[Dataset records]
════════════════════
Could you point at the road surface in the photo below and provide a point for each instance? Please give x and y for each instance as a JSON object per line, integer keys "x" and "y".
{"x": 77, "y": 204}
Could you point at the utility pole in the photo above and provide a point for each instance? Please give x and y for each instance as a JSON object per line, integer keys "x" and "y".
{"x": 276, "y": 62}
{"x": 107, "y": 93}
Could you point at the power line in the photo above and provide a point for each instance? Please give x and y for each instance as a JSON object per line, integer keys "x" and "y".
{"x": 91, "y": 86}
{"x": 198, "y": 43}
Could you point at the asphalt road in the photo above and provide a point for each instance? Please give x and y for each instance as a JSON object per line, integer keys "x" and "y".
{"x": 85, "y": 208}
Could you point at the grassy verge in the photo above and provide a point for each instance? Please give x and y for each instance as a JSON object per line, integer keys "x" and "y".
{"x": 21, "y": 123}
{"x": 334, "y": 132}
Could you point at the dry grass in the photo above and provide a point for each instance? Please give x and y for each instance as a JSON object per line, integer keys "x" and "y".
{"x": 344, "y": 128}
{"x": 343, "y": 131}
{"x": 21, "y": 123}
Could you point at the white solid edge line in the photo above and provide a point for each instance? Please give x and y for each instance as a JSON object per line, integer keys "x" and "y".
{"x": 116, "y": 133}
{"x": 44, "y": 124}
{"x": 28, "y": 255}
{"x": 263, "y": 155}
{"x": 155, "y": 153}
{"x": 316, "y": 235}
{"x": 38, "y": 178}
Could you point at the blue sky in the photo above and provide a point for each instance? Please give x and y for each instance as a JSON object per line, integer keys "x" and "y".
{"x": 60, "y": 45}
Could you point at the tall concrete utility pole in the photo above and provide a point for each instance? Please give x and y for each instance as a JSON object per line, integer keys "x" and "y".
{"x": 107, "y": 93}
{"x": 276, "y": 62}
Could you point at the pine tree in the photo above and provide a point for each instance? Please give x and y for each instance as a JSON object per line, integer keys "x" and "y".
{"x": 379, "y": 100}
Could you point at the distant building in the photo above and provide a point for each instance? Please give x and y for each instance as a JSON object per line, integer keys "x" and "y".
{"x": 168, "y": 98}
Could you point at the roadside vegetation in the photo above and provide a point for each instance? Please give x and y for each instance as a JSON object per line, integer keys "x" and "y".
════════════════════
*How to complete this task*: Each of the entries must be set down again exactly.

*Completed exercise*:
Could you point at the road surface in the photo below and provide a point for each instance? Please give x and y for each instance as a JSON object per line, integer keys "x" and "y".
{"x": 77, "y": 204}
Could you point at the utility pole in the photo above and provide a point for each instance? Please give x and y for each instance as a JSON object per line, integer keys "x" and "y".
{"x": 276, "y": 62}
{"x": 107, "y": 93}
Could you point at the power line in the photo above and provide a point for each instance? Please give x and y for each instance as a JSON object per line, integer keys "x" and "y".
{"x": 91, "y": 86}
{"x": 198, "y": 43}
Could you point at the asphalt road in the photo above and provide a point for each instance? Please give x and y for each instance as a JSON object per line, integer keys "x" and "y".
{"x": 85, "y": 208}
Could you point at the grassy verge in the photo above and provide a point for each instance? Please give x and y for each instance as a JSON object per line, integer keys "x" and "y".
{"x": 21, "y": 123}
{"x": 334, "y": 132}
Could you point at the dry grass in the photo above and provide a point for each instance? Please give x and y for each instance as a JSON object per line, integer keys "x" and "y".
{"x": 344, "y": 128}
{"x": 343, "y": 131}
{"x": 21, "y": 123}
Could you point at the white solid edge line in the photo above and provide a point for each instance? Please give x and y for each instance as a JSON object per line, integer keys "x" and "y".
{"x": 116, "y": 133}
{"x": 44, "y": 124}
{"x": 28, "y": 255}
{"x": 263, "y": 155}
{"x": 155, "y": 153}
{"x": 316, "y": 235}
{"x": 38, "y": 178}
Could you point at the blue sky in the photo above and provide a point for each instance? Please give x and y for each instance as a JSON object per line, integer keys "x" and "y".
{"x": 60, "y": 45}
Could you point at the tall concrete utility pole in the photo above and provide a point for each instance? Please give x and y for each instance as a JSON object per line, integer keys "x" and "y".
{"x": 107, "y": 93}
{"x": 276, "y": 62}
Could you point at the pine tree in the photo above and provide a point for each instance? Please give x and y for each instance as a JSON object per line, integer keys "x" and "y".
{"x": 379, "y": 100}
Could you point at the distant building in the photo above and provide a point for each instance? Please give x and y for each instance as a JSON object per line, integer keys "x" and "y".
{"x": 168, "y": 98}
Could you point at the roadside vegetation in the photo above and provide a point for each instance? Please give x and y for each instance as a JSON object per line, integer keys "x" and "y".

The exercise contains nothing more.